• Activity
Could you report every line of the listing below that holds the word "dish"?

• Provided material
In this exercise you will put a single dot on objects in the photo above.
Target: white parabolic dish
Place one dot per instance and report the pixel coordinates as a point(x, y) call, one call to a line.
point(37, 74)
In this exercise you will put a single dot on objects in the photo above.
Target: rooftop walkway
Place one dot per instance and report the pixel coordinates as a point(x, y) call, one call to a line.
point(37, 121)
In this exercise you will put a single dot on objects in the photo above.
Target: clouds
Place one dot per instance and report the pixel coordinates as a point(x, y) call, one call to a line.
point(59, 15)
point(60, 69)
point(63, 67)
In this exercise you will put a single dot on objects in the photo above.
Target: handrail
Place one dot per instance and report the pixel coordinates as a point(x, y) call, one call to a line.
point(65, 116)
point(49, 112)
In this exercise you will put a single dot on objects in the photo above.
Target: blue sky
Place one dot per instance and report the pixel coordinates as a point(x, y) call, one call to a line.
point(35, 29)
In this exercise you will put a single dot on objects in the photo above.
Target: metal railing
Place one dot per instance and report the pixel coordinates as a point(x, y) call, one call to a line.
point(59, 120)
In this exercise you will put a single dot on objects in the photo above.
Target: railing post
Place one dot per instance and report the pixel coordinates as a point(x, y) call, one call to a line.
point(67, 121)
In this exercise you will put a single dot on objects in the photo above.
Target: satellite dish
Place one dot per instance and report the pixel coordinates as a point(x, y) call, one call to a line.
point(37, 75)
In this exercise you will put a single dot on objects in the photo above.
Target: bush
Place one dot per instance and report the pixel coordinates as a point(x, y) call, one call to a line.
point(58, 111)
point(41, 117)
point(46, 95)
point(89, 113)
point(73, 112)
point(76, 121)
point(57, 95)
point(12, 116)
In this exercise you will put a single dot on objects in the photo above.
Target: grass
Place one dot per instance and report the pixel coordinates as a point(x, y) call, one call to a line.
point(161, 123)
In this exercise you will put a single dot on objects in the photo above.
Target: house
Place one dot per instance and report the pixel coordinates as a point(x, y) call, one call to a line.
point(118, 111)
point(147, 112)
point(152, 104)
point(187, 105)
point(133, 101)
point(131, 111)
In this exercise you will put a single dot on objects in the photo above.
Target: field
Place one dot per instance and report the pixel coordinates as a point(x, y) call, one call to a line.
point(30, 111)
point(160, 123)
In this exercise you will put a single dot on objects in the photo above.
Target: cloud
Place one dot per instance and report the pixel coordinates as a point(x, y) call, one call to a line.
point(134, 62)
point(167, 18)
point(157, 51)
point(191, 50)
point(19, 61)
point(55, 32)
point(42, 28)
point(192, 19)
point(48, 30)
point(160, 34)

• Response
Target: white parabolic dish
Target: satellite dish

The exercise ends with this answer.